→ **What to produce**
Check each line of the entries below for the word "side", and copy out the ones that have it.
Data in this exercise START
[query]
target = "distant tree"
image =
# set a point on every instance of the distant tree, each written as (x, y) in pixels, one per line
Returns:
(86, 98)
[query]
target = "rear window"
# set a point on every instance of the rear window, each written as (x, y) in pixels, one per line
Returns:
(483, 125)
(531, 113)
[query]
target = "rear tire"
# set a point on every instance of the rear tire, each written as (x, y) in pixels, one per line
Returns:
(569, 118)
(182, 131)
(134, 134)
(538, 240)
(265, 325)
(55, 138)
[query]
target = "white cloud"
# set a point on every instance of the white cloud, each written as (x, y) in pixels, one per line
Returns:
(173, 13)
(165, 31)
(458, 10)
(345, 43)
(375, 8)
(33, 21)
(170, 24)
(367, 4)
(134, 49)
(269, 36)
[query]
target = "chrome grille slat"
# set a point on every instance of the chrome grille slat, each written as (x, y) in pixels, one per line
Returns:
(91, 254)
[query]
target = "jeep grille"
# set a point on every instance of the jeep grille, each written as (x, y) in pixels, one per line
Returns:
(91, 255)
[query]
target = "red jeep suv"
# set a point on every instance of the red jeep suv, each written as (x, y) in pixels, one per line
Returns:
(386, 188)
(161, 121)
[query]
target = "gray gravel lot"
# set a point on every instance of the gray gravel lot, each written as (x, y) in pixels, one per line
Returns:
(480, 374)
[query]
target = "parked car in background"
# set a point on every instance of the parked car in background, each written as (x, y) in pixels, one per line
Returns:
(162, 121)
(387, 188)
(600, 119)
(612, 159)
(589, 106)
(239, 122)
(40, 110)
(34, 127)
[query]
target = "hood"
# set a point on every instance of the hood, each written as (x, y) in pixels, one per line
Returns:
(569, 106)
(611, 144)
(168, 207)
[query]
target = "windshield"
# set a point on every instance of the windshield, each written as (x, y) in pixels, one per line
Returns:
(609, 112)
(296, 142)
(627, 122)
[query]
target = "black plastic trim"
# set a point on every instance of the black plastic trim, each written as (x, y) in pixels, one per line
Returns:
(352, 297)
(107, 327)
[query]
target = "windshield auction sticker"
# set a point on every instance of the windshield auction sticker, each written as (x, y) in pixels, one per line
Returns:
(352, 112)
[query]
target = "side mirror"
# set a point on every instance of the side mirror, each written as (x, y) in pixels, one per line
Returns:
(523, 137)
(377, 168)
Data in this exercise END
→ **Response to this task**
target = "side mirror"
# set a point on every instance of the side mirror, each written as (x, y) in pixels, one per line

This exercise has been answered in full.